Reproduce the lines between the one containing "Exercise. Point out the white ceiling" and the one containing "point(41, 274)", inclusive, substituting "Task" for "Exercise" and leaving everything else unchanged.
----
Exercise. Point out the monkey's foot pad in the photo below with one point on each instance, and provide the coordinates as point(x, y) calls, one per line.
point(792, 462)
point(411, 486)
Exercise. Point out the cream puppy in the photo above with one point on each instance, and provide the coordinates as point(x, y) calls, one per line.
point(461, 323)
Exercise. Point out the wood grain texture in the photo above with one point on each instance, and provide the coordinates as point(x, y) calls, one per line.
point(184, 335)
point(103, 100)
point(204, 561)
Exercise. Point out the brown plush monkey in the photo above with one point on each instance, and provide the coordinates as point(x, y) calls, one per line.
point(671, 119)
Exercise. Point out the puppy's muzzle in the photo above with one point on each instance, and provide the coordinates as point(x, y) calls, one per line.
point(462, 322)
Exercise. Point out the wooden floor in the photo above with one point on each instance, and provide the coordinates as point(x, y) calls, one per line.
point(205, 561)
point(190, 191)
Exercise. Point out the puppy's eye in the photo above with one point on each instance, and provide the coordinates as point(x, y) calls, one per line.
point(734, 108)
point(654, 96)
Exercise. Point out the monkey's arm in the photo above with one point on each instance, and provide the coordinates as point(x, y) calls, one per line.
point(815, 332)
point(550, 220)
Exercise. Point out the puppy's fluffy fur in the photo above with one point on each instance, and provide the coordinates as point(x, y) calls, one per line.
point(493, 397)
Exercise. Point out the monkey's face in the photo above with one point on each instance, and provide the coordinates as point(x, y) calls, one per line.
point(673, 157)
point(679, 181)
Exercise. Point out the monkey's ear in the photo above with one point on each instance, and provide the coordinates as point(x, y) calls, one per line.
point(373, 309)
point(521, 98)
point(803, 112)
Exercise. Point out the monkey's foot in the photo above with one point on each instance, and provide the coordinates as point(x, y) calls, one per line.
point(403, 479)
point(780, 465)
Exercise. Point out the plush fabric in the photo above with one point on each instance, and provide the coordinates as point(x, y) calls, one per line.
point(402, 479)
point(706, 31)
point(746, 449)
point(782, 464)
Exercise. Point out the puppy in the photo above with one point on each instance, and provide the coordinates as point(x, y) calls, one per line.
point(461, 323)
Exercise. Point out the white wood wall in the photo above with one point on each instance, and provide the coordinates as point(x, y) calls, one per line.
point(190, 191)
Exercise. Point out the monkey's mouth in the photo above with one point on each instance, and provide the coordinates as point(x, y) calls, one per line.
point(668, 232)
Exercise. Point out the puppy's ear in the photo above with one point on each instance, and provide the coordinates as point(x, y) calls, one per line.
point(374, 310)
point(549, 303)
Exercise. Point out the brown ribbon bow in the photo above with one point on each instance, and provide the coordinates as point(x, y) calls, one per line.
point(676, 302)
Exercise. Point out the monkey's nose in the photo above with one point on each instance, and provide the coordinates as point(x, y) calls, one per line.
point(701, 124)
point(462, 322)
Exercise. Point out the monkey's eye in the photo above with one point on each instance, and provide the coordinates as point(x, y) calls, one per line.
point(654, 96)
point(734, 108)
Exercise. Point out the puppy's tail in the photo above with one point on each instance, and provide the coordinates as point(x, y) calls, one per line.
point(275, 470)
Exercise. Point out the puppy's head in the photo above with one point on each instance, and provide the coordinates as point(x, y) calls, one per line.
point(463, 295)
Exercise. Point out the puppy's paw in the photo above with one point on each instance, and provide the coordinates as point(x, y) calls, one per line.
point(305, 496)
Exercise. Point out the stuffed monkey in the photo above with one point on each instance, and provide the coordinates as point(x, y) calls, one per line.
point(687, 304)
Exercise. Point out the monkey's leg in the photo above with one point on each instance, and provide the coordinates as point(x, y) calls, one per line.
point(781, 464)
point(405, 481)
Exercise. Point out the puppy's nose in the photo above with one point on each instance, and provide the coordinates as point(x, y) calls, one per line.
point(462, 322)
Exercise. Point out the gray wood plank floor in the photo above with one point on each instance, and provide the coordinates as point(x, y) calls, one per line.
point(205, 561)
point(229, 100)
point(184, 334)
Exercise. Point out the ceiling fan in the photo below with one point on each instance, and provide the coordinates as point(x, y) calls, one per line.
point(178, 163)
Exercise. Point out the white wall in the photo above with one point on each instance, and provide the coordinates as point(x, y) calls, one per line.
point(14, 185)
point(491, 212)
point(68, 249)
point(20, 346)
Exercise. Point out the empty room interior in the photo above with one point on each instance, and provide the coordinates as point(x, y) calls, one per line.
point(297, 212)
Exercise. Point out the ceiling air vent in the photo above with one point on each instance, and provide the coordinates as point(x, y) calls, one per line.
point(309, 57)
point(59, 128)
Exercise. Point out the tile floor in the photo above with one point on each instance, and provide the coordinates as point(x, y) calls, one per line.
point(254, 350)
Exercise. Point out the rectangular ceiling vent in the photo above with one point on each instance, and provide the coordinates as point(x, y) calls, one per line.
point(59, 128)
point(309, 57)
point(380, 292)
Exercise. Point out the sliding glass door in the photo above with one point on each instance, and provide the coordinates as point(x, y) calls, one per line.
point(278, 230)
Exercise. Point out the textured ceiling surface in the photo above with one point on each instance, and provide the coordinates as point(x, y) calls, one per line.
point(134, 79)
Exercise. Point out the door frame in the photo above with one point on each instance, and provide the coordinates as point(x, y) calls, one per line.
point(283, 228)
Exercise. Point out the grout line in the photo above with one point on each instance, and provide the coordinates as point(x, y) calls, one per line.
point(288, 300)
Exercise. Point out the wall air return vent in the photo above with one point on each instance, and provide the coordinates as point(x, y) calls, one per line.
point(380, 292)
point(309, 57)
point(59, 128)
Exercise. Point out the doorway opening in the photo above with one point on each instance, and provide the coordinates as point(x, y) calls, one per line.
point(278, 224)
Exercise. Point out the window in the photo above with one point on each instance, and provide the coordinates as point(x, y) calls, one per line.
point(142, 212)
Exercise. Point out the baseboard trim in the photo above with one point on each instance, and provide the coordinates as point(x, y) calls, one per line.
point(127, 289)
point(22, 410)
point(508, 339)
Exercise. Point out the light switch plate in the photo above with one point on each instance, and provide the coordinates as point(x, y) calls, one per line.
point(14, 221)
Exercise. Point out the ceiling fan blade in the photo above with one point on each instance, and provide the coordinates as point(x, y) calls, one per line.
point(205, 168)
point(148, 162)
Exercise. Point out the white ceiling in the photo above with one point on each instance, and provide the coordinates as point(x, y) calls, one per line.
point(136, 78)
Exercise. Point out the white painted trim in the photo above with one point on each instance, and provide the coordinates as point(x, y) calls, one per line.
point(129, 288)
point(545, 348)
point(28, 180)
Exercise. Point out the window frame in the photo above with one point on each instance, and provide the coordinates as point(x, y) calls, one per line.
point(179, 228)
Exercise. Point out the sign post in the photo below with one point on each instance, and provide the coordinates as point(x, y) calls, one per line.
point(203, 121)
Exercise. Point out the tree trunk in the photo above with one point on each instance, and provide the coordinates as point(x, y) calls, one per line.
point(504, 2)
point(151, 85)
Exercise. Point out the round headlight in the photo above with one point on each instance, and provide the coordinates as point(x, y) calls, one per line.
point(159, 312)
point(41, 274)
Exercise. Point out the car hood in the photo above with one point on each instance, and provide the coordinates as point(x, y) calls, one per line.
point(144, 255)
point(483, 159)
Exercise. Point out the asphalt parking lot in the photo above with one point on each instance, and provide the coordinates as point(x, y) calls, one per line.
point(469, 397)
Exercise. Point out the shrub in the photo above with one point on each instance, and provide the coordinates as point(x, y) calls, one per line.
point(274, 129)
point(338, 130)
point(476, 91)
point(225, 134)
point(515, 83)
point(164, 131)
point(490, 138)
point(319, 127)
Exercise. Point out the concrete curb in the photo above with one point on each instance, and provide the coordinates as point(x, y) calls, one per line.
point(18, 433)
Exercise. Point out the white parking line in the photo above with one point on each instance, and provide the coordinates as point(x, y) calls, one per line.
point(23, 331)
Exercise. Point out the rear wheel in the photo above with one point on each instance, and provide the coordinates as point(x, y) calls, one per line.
----
*COMPLETE OUTPUT*:
Task. Point out the white ceiling in the photo above with one point on each instance, and provide the coordinates as point(x, y) calls, one per line.
point(136, 78)
Task. Point out the white painted trim in the photo above with one point on each instance, and provide the coordinates as point(x, y) calls, one per line.
point(129, 288)
point(545, 348)
point(28, 180)
Task. Point out the window frame in the photo above with one point on each instance, and provide the coordinates as point(x, y) calls, one per line.
point(179, 228)
Task. Point out the sign post in the photo below with one point on each instance, and provide the coordinates as point(x, y) calls, one per line.
point(203, 121)
Task. Point out the tree trunk in the photo above with one point on each instance, and provide the coordinates as point(x, y) calls, one per line.
point(504, 2)
point(151, 85)
Task. Point out the round headlight in the photo above with one point on each instance, and provide the coordinates as point(x, y) calls, one per line.
point(159, 312)
point(41, 274)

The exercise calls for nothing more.